## Goal of the exercise
From the entries below, return only the lines starting at the one that contains "box: [636, 297, 915, 360]" and ending at the one that contains "337L927 324L868 311L663", exactly as they stand.
(Data shown begins)
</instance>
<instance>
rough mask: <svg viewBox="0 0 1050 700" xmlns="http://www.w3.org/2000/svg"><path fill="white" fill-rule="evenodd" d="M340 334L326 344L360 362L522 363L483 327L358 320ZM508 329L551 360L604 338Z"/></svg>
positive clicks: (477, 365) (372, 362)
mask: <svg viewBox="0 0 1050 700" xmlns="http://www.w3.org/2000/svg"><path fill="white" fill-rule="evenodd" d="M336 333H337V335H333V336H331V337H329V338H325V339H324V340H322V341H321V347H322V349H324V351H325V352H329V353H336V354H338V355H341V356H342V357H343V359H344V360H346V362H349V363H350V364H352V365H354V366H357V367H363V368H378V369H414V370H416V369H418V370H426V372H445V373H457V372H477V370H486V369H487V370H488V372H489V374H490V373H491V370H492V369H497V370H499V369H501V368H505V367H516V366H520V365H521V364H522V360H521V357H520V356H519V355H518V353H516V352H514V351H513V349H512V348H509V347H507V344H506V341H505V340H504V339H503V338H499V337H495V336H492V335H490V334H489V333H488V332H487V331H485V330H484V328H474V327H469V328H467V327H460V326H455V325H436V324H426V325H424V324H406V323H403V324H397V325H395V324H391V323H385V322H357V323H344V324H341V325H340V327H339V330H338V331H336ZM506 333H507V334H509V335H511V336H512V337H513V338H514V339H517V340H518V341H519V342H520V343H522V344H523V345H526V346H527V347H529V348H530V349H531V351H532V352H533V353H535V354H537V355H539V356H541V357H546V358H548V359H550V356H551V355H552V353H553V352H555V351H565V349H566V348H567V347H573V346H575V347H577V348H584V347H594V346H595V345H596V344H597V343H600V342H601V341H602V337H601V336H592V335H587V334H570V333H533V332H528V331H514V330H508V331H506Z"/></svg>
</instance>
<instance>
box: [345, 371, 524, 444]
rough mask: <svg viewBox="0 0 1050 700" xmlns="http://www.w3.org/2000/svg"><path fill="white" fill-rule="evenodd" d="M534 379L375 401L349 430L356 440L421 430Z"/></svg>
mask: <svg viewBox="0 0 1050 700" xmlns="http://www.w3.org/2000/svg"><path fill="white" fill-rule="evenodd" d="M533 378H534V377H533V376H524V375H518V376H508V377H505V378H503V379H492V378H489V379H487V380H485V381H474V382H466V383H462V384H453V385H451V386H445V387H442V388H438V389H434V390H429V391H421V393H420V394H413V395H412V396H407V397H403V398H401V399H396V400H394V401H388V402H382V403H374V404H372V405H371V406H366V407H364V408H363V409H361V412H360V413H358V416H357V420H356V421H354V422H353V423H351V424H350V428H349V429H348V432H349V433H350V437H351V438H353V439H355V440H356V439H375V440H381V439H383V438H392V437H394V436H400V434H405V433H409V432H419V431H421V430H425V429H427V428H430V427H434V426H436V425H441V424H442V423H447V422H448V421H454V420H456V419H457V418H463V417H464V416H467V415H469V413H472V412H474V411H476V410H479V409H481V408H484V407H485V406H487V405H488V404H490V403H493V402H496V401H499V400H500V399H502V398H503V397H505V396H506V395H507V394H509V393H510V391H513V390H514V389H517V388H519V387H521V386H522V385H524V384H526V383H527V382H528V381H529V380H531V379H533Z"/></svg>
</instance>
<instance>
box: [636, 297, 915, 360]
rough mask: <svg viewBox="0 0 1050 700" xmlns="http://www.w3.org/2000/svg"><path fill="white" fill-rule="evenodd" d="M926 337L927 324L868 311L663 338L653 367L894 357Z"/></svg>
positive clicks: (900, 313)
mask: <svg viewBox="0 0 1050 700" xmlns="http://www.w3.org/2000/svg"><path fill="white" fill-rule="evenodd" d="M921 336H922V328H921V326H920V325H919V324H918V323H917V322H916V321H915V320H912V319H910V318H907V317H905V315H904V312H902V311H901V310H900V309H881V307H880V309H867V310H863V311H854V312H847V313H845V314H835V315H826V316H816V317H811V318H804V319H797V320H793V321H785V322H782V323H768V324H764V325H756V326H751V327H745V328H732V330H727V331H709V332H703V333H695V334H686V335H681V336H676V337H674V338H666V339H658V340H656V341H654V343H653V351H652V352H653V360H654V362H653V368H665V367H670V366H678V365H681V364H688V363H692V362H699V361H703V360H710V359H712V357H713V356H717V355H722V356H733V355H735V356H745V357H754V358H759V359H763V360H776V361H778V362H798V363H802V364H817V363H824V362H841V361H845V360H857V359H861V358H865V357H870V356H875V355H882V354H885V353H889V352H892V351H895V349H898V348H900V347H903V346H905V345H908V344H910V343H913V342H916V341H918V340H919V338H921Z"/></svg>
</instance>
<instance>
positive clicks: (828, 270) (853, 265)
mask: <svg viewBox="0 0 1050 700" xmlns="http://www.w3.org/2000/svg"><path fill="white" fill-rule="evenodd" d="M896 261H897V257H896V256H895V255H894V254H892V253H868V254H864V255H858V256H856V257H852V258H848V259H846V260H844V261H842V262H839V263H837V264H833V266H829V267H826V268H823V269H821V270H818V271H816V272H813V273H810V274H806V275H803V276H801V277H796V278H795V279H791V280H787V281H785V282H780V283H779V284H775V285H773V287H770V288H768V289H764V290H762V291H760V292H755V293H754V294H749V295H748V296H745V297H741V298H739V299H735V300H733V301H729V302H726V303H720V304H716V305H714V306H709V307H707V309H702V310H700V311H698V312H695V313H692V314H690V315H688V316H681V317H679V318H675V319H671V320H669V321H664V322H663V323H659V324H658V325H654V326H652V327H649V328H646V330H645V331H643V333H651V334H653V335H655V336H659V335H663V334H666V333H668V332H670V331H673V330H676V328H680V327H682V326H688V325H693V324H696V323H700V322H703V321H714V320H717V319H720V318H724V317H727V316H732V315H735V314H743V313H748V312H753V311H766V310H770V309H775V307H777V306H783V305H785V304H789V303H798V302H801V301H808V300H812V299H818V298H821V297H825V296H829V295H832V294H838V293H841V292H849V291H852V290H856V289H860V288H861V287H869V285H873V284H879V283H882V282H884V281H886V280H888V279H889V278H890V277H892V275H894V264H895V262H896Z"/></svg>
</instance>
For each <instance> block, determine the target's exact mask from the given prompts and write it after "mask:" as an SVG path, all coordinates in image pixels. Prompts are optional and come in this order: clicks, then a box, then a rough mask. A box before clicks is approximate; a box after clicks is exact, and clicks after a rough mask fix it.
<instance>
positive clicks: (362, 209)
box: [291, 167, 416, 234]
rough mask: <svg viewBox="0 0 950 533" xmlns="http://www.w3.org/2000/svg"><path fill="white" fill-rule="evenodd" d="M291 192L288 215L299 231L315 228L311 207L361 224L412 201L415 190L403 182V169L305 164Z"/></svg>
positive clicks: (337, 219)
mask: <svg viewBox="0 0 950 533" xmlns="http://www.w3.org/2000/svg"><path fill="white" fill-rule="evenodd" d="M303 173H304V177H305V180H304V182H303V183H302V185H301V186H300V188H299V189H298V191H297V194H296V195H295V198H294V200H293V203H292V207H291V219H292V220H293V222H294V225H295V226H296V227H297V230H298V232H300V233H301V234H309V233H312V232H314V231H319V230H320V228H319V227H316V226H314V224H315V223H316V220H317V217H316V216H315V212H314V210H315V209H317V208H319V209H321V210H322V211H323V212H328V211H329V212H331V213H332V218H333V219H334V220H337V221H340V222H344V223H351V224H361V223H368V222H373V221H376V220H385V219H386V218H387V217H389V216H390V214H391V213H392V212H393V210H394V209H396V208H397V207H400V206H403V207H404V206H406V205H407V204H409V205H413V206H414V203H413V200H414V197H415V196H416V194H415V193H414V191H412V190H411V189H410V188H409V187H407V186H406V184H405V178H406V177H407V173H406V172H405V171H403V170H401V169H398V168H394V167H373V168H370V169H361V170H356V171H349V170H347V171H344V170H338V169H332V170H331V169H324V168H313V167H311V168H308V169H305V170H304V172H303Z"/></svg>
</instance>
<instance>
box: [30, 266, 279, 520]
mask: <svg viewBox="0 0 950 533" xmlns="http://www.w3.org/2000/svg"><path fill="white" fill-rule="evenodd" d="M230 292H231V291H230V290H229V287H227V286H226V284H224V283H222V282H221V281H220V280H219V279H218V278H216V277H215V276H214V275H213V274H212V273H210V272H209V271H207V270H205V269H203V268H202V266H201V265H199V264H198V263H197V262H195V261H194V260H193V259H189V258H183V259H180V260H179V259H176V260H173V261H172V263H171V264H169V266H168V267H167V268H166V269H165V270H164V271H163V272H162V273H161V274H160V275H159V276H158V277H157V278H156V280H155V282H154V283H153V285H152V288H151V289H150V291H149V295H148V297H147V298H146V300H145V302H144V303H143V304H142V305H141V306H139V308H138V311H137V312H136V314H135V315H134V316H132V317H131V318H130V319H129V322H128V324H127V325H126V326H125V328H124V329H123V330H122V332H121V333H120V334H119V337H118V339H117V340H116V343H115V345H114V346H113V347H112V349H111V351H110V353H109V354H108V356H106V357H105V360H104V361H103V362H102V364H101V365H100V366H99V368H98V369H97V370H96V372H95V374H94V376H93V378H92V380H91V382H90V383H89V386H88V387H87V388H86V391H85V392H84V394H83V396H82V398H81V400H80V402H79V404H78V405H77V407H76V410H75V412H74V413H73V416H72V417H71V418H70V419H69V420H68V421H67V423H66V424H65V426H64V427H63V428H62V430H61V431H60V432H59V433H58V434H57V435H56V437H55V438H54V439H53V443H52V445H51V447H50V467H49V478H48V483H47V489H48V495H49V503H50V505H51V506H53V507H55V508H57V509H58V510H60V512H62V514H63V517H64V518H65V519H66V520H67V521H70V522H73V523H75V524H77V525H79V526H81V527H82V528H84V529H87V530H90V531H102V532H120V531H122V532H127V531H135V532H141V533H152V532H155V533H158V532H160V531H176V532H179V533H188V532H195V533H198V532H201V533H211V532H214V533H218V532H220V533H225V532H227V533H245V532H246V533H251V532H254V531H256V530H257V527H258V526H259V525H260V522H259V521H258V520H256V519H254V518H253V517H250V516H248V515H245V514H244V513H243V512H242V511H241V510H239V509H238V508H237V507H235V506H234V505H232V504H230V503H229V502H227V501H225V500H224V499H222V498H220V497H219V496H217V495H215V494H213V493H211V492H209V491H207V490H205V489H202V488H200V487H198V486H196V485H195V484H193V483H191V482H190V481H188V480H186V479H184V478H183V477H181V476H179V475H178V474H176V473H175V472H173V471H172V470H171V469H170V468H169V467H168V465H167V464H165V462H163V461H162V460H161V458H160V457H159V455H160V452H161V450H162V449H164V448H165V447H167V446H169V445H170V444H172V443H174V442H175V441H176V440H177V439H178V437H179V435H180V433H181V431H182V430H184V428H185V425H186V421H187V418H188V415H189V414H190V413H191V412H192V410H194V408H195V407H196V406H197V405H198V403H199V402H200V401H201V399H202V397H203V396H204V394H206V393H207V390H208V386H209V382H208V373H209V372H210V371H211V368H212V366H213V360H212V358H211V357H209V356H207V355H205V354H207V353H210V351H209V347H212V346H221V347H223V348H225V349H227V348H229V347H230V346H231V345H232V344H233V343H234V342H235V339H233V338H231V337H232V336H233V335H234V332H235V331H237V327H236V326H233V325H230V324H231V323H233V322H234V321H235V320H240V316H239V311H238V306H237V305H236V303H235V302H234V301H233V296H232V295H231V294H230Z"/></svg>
(Data shown ends)
## Task result
box: [636, 297, 915, 360]
rough mask: <svg viewBox="0 0 1050 700" xmlns="http://www.w3.org/2000/svg"><path fill="white" fill-rule="evenodd" d="M926 337L927 324L868 311L663 338L653 367L894 357Z"/></svg>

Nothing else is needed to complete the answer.